Records from a data collection
==============================

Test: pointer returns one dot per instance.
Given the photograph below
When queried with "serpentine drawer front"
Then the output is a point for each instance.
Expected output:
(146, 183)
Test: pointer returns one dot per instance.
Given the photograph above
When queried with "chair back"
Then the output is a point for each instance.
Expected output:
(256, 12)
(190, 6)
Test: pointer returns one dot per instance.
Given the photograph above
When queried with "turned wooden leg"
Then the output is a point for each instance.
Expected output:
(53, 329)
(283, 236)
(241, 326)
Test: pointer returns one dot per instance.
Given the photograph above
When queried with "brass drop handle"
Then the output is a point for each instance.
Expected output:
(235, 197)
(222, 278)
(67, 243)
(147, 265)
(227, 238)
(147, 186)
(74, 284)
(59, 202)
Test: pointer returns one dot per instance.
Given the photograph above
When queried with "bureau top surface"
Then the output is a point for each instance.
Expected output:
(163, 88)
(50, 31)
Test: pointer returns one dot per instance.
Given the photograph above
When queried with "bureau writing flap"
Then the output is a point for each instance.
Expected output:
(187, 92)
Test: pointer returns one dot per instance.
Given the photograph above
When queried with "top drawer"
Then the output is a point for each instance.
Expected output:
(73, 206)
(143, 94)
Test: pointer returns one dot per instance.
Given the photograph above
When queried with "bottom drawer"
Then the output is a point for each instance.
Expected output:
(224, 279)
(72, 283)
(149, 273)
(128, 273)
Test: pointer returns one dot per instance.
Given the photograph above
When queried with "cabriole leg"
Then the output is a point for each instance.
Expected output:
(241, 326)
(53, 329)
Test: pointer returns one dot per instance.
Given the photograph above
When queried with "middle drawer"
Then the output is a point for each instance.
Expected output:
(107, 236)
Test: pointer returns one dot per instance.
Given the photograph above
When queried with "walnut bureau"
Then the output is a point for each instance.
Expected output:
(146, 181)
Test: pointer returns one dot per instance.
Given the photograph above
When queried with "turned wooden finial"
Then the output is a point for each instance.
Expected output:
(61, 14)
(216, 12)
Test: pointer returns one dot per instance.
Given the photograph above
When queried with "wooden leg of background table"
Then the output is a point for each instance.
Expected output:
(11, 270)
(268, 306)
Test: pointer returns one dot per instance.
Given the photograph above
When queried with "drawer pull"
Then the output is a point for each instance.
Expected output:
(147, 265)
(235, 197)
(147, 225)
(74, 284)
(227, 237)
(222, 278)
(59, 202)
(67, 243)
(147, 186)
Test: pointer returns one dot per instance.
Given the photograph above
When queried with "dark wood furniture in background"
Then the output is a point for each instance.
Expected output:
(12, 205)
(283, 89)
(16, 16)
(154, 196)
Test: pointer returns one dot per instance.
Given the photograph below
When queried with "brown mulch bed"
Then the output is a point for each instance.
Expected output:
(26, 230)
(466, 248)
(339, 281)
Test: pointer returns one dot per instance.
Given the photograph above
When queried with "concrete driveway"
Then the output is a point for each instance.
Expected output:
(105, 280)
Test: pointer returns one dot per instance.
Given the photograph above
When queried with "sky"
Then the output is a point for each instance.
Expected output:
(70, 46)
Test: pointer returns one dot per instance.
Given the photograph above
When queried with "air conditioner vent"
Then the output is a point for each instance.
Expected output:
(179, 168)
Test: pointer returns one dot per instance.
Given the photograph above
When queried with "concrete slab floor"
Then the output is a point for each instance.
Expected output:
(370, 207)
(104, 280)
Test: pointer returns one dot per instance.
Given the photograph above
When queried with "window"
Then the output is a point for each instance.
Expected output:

==============================

## EXERCISE BRIEF
The lines above should be duplicated exactly.

## OUTPUT OF THE EXERCISE
Test: pointer returns one dot per instance.
Given the photograph below
When queried with "serpentine drawer front"
Then the output is a point for each instance.
Expected output:
(146, 183)
Test: pointer returns one dot per instance.
Given the photograph above
When queried with "chair back"
Then the output is a point for each instance.
Expected output:
(256, 12)
(190, 6)
Test: pointer returns one dot per instance.
Given the photograph above
When queried with "turned wooden leg"
Then the output is a point for each instance.
Expected output:
(53, 329)
(283, 236)
(241, 326)
Test: pointer returns one dot per instance.
Given the photograph above
When queried with "brass drop handle"
Then the output is a point for each instance.
Expected output:
(235, 197)
(222, 278)
(67, 243)
(147, 265)
(227, 238)
(147, 186)
(74, 284)
(59, 202)
Test: pointer returns one dot per instance.
Given the photograph above
When queried with "bureau top surface"
Then the output is a point for each instance.
Expected output:
(163, 88)
(50, 31)
Test: pointer returns one dot per instance.
Given the photograph above
When queried with "bureau writing flap"
Then the output is a point for each instance.
Expected output:
(187, 92)
Test: pointer returns one dot per instance.
Given the photograph above
When queried with "top drawer"
Then the output is a point for each instance.
Expected output:
(73, 206)
(143, 94)
Test: pointer returns one dot per instance.
Given the photograph above
When queried with "bottom drawer"
Then the output is a point for each instance.
Expected output:
(224, 279)
(72, 283)
(149, 273)
(128, 273)
Test: pointer returns one dot per instance.
Given the photograph above
When queried with "cabriole leg"
Then the output is a point for each instance.
Expected output:
(241, 326)
(53, 329)
Test: pointer returns one dot per instance.
Given the photograph above
When queried with "middle drawer"
Then the output is a point for each instance.
Expected output:
(107, 236)
Test: pointer returns one dot per instance.
Given the photograph above
When queried with "walnut bureau"
Then the output is a point for each instance.
Expected output:
(146, 181)
Test: pointer returns one dot per instance.
Given the photograph above
When queried with "turned wooden finial"
Then the output is a point for each instance.
Expected output:
(61, 14)
(216, 12)
Test: pointer returns one dot per instance.
Given the photograph above
When queried with "wooden leg of background table"
Then the output is a point for each instance.
Expected output:
(11, 270)
(268, 306)
Test: pointer returns one dot per instance.
Given the photograph above
When queried with "drawer pull"
Then the output is a point for each instance.
Expected output:
(147, 265)
(235, 197)
(147, 225)
(74, 284)
(227, 237)
(222, 278)
(59, 202)
(67, 243)
(147, 186)
Test: pointer returns one dot per instance.
Given the photograph above
When queried with "dark wood furniture in background"
Then the output is a point for each instance.
Expected output:
(12, 205)
(283, 89)
(16, 16)
(154, 196)
Test: pointer returns one dot per instance.
Given the photograph below
When queried with "brown mulch bed"
Then the output is a point for each instance.
Expected output:
(26, 230)
(466, 248)
(339, 281)
Test: pointer returns one dot per instance.
Given the photograph above
When queried with "concrete driveway"
Then the output is a point for each instance.
Expected output:
(105, 280)
Test: pointer returns one dot per instance.
Given the photograph above
When queried with "sky"
Then the output is a point for each instance.
Expected output:
(70, 46)
Test: pointer returns one dot per instance.
Given the photograph above
When queried with "air conditioner vent"
Then the output is a point for each instance.
Expected output:
(179, 168)
Test: pointer returns one dot per instance.
Given the photograph above
When queried with "concrete slab floor"
Then the output is a point for each instance.
Expected output:
(370, 207)
(104, 280)
Test: pointer returns one dot per instance.
Given the photograph above
When queried with "window"
Then the output is a point for each instance.
Expected output:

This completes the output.